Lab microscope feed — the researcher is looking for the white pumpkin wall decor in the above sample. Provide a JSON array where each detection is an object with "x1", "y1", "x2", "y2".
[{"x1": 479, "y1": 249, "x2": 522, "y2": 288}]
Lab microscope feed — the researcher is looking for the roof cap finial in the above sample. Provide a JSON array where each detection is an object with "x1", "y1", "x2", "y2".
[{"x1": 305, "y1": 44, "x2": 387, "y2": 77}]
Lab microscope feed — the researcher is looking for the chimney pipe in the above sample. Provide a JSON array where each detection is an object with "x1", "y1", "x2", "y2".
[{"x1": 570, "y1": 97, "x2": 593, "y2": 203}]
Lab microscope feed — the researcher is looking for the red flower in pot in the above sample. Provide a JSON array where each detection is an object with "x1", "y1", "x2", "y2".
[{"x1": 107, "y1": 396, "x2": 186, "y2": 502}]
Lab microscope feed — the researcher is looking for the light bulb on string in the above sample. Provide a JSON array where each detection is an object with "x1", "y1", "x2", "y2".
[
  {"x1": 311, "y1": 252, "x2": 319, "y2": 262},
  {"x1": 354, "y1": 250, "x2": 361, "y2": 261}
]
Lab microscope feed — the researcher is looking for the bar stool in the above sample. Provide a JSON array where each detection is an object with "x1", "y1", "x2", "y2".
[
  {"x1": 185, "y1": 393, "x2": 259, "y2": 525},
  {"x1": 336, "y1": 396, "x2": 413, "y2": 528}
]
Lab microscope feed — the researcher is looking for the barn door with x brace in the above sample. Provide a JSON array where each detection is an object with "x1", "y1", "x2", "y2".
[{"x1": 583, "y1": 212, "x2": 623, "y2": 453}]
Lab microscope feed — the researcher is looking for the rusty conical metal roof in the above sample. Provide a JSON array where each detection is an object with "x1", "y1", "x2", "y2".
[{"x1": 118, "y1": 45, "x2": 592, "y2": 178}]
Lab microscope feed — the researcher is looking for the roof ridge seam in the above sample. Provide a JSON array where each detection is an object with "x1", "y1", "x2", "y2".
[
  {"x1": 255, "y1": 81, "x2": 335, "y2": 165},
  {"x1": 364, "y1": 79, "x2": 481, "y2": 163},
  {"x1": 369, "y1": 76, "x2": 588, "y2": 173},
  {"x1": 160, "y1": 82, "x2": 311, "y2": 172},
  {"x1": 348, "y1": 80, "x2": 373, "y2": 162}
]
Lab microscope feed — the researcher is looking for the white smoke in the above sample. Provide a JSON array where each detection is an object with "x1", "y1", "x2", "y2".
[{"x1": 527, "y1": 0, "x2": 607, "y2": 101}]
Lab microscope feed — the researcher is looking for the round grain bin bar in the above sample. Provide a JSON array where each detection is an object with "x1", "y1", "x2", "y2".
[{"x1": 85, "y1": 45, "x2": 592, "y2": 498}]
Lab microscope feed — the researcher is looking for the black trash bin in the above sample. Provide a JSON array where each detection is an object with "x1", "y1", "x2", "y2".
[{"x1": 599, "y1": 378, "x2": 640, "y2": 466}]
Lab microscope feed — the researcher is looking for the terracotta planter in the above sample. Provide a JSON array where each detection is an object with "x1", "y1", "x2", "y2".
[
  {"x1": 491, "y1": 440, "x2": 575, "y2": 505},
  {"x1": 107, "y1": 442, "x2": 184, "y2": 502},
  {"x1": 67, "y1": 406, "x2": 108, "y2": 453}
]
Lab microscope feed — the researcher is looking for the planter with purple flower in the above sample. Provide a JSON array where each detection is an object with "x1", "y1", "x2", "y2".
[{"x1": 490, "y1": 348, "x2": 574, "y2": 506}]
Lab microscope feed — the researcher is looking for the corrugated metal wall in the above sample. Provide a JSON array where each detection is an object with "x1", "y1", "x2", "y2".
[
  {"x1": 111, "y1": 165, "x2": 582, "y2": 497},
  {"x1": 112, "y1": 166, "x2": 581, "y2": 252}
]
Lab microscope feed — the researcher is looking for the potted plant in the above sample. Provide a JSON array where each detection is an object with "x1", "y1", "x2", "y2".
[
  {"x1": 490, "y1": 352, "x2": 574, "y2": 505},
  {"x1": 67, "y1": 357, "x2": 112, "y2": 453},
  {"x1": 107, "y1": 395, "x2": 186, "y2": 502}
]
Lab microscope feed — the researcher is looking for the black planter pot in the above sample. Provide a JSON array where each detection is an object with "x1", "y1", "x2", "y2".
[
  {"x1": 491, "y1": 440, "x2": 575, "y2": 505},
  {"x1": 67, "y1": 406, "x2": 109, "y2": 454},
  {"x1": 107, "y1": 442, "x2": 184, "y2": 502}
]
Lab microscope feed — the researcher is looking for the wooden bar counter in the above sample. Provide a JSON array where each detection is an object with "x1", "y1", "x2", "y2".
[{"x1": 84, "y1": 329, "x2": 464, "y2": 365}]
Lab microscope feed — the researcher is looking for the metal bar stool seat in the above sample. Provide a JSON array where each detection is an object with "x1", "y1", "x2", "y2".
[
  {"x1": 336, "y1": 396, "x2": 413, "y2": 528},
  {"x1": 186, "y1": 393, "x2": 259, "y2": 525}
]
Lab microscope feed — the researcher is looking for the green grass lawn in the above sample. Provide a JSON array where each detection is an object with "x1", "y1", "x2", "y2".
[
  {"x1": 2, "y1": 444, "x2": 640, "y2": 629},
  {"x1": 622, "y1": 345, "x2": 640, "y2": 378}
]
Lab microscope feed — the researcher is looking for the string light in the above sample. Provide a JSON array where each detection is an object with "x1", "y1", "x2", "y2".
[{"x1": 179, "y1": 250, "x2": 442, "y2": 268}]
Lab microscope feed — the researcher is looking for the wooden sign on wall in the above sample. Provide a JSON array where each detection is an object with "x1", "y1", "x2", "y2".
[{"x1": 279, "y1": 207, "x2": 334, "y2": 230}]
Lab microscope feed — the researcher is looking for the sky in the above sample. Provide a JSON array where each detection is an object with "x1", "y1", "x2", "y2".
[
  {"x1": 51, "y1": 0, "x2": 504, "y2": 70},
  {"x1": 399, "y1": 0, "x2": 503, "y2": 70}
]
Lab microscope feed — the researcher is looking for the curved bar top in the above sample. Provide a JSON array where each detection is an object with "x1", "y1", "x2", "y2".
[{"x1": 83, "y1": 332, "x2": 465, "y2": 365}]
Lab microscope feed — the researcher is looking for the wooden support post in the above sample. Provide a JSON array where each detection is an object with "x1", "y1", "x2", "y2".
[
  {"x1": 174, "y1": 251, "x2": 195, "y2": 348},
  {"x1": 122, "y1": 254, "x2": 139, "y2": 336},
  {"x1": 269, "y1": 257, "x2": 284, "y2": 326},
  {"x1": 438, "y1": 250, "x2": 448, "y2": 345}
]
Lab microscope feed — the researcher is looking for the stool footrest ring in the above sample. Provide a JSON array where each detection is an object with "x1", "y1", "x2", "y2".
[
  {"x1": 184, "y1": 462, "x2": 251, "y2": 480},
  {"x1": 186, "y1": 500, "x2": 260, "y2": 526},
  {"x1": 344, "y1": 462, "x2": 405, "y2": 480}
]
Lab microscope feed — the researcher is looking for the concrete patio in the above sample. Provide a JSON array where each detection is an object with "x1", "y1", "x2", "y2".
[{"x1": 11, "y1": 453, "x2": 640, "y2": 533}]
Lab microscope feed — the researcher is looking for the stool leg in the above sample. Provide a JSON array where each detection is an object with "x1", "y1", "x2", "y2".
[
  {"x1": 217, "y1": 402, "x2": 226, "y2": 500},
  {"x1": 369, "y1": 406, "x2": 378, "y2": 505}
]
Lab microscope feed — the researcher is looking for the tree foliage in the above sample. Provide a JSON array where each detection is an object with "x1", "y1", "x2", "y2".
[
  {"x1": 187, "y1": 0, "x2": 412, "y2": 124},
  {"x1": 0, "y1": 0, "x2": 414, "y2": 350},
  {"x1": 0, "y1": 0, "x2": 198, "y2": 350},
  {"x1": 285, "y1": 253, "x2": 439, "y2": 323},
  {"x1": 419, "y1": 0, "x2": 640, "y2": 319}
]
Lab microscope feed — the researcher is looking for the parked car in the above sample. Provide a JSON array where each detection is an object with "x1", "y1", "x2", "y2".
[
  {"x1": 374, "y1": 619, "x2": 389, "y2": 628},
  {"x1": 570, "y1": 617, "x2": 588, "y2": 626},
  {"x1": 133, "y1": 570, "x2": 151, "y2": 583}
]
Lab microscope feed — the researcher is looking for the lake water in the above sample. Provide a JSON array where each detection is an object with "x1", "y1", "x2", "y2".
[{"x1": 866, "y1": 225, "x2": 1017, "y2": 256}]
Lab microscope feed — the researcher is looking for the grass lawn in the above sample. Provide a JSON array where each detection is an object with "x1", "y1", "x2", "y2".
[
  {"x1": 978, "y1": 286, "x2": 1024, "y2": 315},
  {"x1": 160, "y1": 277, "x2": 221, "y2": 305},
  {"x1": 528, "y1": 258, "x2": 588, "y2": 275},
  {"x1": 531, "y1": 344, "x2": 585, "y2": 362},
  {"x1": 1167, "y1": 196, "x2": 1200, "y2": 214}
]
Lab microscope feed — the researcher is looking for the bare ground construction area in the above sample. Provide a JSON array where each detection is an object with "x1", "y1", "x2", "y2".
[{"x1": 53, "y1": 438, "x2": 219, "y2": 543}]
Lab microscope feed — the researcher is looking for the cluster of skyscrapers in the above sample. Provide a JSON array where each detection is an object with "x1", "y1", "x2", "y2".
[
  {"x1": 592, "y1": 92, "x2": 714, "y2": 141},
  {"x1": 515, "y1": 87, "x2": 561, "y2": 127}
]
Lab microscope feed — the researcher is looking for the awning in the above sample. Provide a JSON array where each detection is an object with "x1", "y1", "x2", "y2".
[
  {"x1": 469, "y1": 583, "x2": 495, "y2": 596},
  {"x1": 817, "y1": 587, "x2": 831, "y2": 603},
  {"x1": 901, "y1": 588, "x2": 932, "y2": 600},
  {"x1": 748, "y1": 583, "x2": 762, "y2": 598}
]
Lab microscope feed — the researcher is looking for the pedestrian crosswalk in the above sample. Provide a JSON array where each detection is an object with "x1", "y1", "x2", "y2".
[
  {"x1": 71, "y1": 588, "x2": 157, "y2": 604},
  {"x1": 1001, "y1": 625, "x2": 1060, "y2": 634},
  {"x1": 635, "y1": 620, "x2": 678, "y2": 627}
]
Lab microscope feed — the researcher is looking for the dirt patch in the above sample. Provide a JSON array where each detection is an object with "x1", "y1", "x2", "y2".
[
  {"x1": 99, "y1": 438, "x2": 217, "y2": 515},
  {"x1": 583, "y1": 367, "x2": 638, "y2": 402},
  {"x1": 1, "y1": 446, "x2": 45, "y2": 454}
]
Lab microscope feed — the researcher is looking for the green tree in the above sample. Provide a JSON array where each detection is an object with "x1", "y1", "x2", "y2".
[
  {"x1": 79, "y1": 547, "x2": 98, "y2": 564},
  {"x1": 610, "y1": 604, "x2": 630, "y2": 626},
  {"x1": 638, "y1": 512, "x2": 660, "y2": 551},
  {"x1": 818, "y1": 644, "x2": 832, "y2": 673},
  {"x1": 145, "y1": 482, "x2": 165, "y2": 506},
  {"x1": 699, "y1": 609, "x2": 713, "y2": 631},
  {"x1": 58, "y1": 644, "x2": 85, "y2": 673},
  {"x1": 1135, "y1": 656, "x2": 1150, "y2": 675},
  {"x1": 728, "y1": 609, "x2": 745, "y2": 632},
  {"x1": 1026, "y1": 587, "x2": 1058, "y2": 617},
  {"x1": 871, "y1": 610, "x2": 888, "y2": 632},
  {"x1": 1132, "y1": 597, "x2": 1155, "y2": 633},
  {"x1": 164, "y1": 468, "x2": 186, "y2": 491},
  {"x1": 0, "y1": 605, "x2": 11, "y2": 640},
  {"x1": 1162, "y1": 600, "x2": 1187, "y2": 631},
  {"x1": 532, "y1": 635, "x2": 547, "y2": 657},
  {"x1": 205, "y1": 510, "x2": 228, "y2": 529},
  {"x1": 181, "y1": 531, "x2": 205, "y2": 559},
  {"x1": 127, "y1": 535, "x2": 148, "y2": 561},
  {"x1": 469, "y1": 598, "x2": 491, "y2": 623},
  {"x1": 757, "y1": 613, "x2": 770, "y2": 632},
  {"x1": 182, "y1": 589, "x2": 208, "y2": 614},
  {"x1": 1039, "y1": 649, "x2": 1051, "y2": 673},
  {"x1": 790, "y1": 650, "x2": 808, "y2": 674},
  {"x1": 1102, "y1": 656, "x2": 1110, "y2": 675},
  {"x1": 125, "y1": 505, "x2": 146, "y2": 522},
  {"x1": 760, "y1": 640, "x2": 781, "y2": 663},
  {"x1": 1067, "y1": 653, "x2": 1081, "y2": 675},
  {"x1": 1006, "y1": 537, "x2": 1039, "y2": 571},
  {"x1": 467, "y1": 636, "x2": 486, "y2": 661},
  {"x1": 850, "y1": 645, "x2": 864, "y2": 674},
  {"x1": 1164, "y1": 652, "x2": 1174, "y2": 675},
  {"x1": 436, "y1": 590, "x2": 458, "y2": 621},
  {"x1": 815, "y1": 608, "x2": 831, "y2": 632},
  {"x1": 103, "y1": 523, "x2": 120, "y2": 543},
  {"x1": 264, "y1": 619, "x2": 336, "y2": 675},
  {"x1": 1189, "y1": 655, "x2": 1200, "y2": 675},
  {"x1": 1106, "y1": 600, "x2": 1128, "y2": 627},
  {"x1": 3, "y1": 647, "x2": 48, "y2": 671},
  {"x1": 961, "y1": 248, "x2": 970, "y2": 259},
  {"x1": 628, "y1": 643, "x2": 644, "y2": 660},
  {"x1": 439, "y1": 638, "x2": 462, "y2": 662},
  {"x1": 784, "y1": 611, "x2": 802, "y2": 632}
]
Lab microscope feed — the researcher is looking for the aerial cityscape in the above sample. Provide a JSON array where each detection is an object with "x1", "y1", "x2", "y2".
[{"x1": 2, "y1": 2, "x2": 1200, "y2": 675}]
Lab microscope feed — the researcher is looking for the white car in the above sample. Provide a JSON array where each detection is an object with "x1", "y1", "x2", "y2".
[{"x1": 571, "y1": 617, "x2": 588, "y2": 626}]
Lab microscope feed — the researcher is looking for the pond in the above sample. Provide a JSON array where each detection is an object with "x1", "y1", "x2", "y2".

=======

The line with "Lab microscope feed — the researcher is looking for the aerial" marks where to start. Transcribe from there through the final line of the records, exactly and with nothing added.

» Answer
Lab microscope feed — the researcher is looking for the aerial cityscape in the above sample. Provide a JSON array where each detection is an object with "x1", "y1", "x2", "y2".
[{"x1": 2, "y1": 2, "x2": 1200, "y2": 675}]
Lab microscope feed — the researcher is looking for the white car in the above sample. Provide a JSON array where each detection is an object with "x1", "y1", "x2", "y2".
[{"x1": 571, "y1": 617, "x2": 588, "y2": 626}]
Lab microscope feed — the researcher is looking for the pond in the above sample. Provide a JSON array where each detection is an object with "x1", "y1", "x2", "y2".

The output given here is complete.